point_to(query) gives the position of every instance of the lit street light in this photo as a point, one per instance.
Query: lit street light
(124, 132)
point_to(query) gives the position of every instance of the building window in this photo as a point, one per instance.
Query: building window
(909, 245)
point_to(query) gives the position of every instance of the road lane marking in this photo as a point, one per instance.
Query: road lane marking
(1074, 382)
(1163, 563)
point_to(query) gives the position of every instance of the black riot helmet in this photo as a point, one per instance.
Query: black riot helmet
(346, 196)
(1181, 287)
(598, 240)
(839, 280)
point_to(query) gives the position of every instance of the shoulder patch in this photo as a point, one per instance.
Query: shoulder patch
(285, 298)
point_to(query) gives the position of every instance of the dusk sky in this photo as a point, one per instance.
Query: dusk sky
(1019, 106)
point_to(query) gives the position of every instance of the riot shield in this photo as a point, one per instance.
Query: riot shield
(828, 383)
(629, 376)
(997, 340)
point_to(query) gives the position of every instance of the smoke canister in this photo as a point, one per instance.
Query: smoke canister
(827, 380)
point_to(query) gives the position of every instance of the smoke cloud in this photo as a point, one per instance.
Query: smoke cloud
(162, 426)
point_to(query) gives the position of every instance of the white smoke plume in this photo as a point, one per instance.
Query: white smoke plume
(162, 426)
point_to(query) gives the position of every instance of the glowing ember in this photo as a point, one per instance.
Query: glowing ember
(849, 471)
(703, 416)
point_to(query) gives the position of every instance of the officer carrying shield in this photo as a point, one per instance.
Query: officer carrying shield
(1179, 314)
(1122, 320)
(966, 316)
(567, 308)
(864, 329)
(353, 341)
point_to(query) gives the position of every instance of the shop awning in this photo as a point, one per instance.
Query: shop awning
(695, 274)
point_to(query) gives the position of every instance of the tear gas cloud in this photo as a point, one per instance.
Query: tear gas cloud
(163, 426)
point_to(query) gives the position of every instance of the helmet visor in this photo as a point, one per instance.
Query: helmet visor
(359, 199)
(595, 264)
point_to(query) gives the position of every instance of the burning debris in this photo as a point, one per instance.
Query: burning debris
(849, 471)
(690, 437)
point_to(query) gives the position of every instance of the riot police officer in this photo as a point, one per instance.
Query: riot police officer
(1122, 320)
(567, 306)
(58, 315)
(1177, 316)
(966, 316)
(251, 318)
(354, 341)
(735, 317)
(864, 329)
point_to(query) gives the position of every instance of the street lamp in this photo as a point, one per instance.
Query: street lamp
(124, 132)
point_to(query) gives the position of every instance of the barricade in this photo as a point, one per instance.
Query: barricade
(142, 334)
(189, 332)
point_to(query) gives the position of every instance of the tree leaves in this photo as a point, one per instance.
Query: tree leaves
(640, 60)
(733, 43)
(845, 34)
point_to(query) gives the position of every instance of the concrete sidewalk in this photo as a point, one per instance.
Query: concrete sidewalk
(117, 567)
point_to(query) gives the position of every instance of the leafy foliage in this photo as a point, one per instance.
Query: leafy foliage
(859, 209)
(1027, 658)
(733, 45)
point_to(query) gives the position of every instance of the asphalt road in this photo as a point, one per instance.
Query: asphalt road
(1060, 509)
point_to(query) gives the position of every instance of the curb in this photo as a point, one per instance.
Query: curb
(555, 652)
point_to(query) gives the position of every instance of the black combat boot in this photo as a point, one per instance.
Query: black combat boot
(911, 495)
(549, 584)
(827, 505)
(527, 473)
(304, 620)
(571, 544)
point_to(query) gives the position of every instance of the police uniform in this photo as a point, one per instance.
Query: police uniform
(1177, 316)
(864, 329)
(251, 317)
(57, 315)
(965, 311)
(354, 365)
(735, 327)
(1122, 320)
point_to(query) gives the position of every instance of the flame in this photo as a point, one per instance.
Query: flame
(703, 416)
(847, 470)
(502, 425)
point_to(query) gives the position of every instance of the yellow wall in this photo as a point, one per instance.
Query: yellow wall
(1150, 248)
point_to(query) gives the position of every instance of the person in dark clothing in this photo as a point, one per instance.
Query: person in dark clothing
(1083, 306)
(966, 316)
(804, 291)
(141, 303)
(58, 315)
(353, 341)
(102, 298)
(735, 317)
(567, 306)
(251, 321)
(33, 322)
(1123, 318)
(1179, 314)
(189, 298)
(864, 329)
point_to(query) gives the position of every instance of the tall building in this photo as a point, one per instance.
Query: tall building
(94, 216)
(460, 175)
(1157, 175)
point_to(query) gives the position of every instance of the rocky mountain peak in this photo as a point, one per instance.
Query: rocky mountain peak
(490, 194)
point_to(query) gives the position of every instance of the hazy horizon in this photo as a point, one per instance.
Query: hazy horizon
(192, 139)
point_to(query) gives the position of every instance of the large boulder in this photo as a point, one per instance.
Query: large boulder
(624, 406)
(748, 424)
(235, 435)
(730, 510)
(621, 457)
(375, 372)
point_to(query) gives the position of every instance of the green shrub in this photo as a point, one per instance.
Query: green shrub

....................

Exercise:
Looking at the entries above, count each line in which the word "green" occurs, then give the total and nothing further.

Result:
2